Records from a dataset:

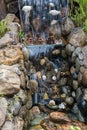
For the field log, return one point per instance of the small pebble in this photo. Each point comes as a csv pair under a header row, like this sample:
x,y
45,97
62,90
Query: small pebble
x,y
54,78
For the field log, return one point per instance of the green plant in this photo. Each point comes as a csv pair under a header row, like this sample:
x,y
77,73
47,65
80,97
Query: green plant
x,y
3,27
78,13
85,26
22,37
21,34
74,128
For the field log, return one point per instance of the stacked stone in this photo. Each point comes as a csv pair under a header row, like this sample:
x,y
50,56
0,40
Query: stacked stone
x,y
15,99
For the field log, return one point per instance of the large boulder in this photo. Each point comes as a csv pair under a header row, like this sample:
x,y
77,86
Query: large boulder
x,y
2,9
3,110
9,82
10,56
8,126
19,123
67,26
5,40
77,37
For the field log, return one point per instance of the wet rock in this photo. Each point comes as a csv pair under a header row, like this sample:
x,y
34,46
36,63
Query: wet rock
x,y
23,80
5,40
79,77
82,69
29,102
13,27
78,93
8,126
36,127
78,50
23,112
69,49
12,6
10,56
65,90
9,82
73,94
69,100
23,96
75,84
77,112
84,78
62,81
48,125
67,26
2,10
59,117
56,52
42,62
3,110
36,120
13,68
18,123
33,85
35,111
64,53
10,17
72,70
77,37
82,104
77,65
80,56
25,53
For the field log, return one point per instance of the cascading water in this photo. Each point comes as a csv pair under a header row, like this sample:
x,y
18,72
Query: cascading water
x,y
40,16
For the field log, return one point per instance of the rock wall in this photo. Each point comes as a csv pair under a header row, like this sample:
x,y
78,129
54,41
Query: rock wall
x,y
16,88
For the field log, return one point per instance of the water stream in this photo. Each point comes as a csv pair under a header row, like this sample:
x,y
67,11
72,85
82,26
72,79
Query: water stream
x,y
39,16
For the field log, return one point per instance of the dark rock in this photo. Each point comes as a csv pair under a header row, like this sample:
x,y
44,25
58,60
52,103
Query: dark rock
x,y
59,117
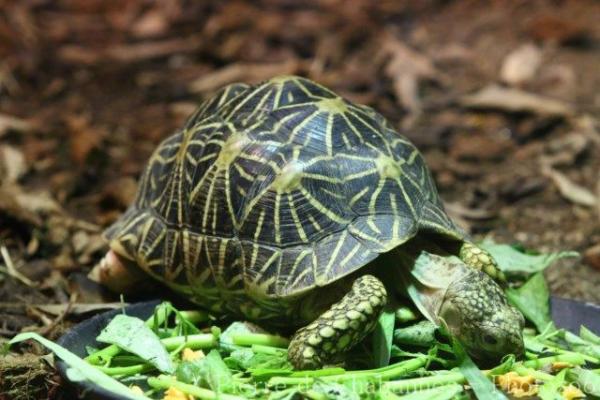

§ Exercise goal
Give back exactly, and only, the lines from the one holding "Query: wet rock" through the last line of the entries, with every picture omitted.

§ Task answer
Query: wet rock
x,y
23,80
5,40
79,77
82,69
29,102
13,27
78,93
8,126
36,127
78,50
23,112
69,49
12,6
10,56
65,90
9,82
73,94
69,100
23,96
75,84
77,112
84,78
62,81
48,125
67,26
2,10
59,117
56,52
42,62
3,110
36,120
13,68
18,123
33,85
35,111
64,53
10,17
72,70
77,37
82,104
77,65
80,56
25,53
For the field log, return one point per instance of the cascading water in this photo. Each point comes as a csv pair under a header row, like this sample:
x,y
18,72
Query: cascading water
x,y
40,16
For the field log, return one point per instance of the rock wall in this photo. Each point comes as a csv pair under a header row, like this sample:
x,y
78,129
54,41
Query: rock wall
x,y
16,88
For the field log, return one point per instance of the water stream in this photo. Each point comes as a csv pair under a header row, like this sample:
x,y
67,11
72,85
82,26
72,79
Query: water stream
x,y
39,16
For the field log, return one point per instance of the dark rock in this photo. Each point comes as a csv pair under a header row, like this sample:
x,y
44,25
58,60
52,103
Query: dark rock
x,y
59,117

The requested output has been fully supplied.